| Texte cité |
Vouloir coûte-que-coûte réduire Dr Etienne Tshisekedi wa Mulumba au rôle de caractère  synchronique, voire immédiat d’ « Opposant Historique », voire « d’un Révolté » aux morbides régimes successifs prédateurs et défaillants des Joseph, dont Mobutu et Kabila – ces deux tristes héritiers de la force, au prétorianisme moyenâgeux – est une courte vue d’esprit, voire une incapacité analytique insupportable, c’est-à-dire une empirie !

L’action du premier Docteur en Droit de l’Université congolaise est de caractère diachronique : aussi bien dans la durée (37 ans d’activisme politique) que dans ses objectifs (réveiller le peuple pour un changement démocratique), dans sa résistance, dans son sacrifice, dans ses résultats – « il nous a appris à ne pas avoir peur, à nous  prendre en charge…, à s’organiser) – que dans le fonctionnement révolutionnaire du parti. Cette action assoit avec force une véritable Révolution politique et mentale comme savent le faire les véritables révolutionnaires qui ont porté haut leur peuple , changé leur destinée et donné une image dynamique leur pays en les amenant du non-être où ils étaient parqués par des régimes de la peur et d’indignité à leur manifestation  comme être humain digne, capable de se réaliser dans la rue où s’établissent des nouveaux rapports de force.

| À faire |
Pourriez-vous prolonger le texte consacré à Etienne Tshisekedi à partir de sa dernière phrase ?

| Données enregistrées |
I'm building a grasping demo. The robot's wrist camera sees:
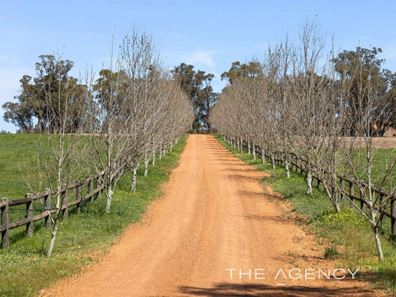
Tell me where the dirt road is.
[43,135,380,297]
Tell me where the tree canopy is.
[172,63,217,131]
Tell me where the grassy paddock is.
[0,135,186,297]
[217,136,396,294]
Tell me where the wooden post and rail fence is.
[0,165,124,248]
[225,137,396,239]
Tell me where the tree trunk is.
[144,156,149,176]
[106,183,113,213]
[131,166,137,192]
[47,219,59,258]
[151,149,155,167]
[307,169,312,195]
[373,226,384,261]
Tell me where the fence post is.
[61,189,69,219]
[348,181,355,207]
[44,188,51,228]
[391,197,396,240]
[360,190,364,209]
[0,198,10,249]
[88,178,94,203]
[76,185,82,213]
[25,193,33,237]
[96,174,102,200]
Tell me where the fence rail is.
[0,165,124,248]
[226,138,396,239]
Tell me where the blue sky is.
[0,0,396,131]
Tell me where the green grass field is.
[217,136,396,294]
[0,135,186,297]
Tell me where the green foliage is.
[172,63,217,131]
[3,55,92,132]
[332,47,396,130]
[216,136,396,292]
[0,135,186,297]
[221,61,264,84]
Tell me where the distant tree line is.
[2,59,218,133]
[210,24,396,260]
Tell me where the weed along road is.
[42,135,381,297]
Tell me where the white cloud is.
[183,49,215,68]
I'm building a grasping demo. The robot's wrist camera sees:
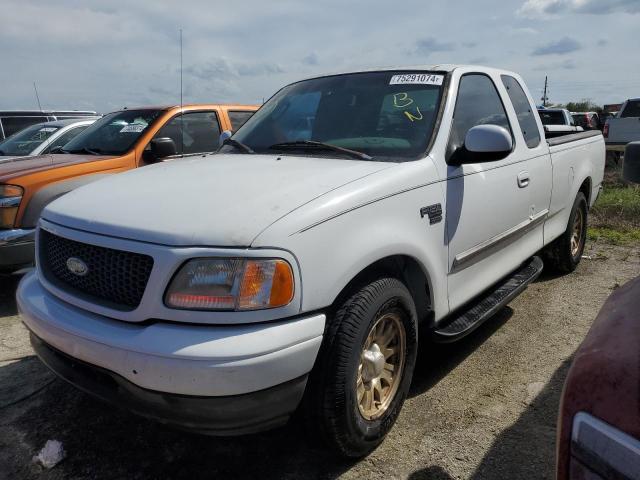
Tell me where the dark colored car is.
[556,142,640,480]
[0,110,97,141]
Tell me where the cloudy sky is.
[0,0,640,112]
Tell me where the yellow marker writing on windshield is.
[404,107,423,122]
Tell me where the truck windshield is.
[230,71,444,161]
[620,100,640,118]
[63,109,162,155]
[0,123,60,155]
[538,110,567,125]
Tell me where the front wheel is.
[543,192,587,273]
[305,278,418,457]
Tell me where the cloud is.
[533,59,578,72]
[412,37,455,57]
[302,52,318,65]
[516,0,640,18]
[532,37,582,56]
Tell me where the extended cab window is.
[2,116,49,138]
[64,109,162,155]
[154,112,220,155]
[229,110,254,133]
[501,75,540,148]
[447,74,512,159]
[0,123,60,155]
[230,71,444,161]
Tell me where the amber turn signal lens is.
[238,260,294,310]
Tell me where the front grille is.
[39,229,153,310]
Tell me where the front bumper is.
[31,333,307,435]
[17,272,325,431]
[0,228,35,272]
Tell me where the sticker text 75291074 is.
[389,73,444,85]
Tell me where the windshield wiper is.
[269,140,373,160]
[222,138,256,153]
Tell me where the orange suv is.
[0,105,258,273]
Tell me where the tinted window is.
[0,123,60,155]
[620,100,640,118]
[447,74,511,158]
[501,75,540,148]
[231,71,444,161]
[42,125,89,153]
[538,110,567,125]
[64,109,161,155]
[2,117,48,137]
[229,110,254,133]
[154,112,220,155]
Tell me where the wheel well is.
[333,255,433,322]
[578,177,591,208]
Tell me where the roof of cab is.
[293,63,515,83]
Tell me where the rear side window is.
[447,74,513,159]
[500,75,540,148]
[2,117,48,137]
[620,100,640,118]
[229,110,254,133]
[155,112,220,155]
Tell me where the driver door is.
[446,73,530,310]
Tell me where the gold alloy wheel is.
[571,208,584,257]
[356,313,407,420]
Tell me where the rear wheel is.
[305,278,418,457]
[543,192,587,273]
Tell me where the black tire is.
[304,278,418,457]
[542,192,588,273]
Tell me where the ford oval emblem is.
[67,257,89,277]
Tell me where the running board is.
[433,257,543,343]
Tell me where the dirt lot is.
[0,244,640,480]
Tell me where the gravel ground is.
[0,244,640,480]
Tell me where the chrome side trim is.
[0,228,36,247]
[449,209,549,273]
[571,412,640,480]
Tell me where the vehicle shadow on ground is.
[471,356,573,480]
[0,275,21,317]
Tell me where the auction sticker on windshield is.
[389,73,444,85]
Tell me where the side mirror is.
[460,125,513,163]
[147,137,178,162]
[622,142,640,183]
[218,130,233,145]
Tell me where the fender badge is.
[67,257,89,277]
[420,203,442,225]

| Résultat final |
Moins opposant aux régimes hideux dont il prend simplement prétexte pour dénoncer la misère honteuse du peuple, Dr Etienne Tshisekedi est un véritable révolutionnaire qui veut enfanter un Congolais nouveau, combatif, responsable de son destin, conscient de sa responsabilité historique, un Peuple debout, patriotique et vigilant, véritablement souverain primaire …

C’est donc un Révolutionnaire au sens propre du terme, Homme de la trempe de Gandhi, Tata Simon Kimbangu, Nelson Mandela, Patrice Lumumba ; ceux qui ont dédié leur vie à leur peuple pour lui apprendre qu’il a en mains sa destinée. En effet, amener la conscience populaire congolaise à réaliser de telles nécessités, en particulier que le Congolais est maître de son sort et qu’il peut l’améliorer par des moyens naturels dont il est convaincu de l’efficacité pour les avoir expérimentés, équivaut à lui faire faire un saut qualitatif, une découverte dont l’importance sur le plan national est comparable à celle de la découverte de l’énergie atomique dans le domaine scientifique !

Alors entendre des petites voix de ceux qui pendant 50 ans, soit 32 ans avec Mobutu et 18 ans avec Kabila, ont conduit à la ruine, tant de l’homme que de l’économie, s’engraissant au passage, émettre des doutes sur l’héroïsme de la lutte de « Ya  Tshitshi » – quelle institutionnalisation  mémorielle – est une audace critique que ne peuvent se permettre que des véritables inconscients, c’est-à-dire ceux qui ne comprennent vraiment pas le sens de l’Histoire. Dommage !

Mais on ne vous laissera pas faire, hommes et femmes du passé. Parce que même vos « Machines à tricher » ne vous sauveront pas de l’opprobre historique et populaire : l’histoire est une œuvre collective du peuple et le peuple connait et reconnait ses « Héros », ni plus ni moins. On ne triche pas avec l’Histoire.

Marx a dit !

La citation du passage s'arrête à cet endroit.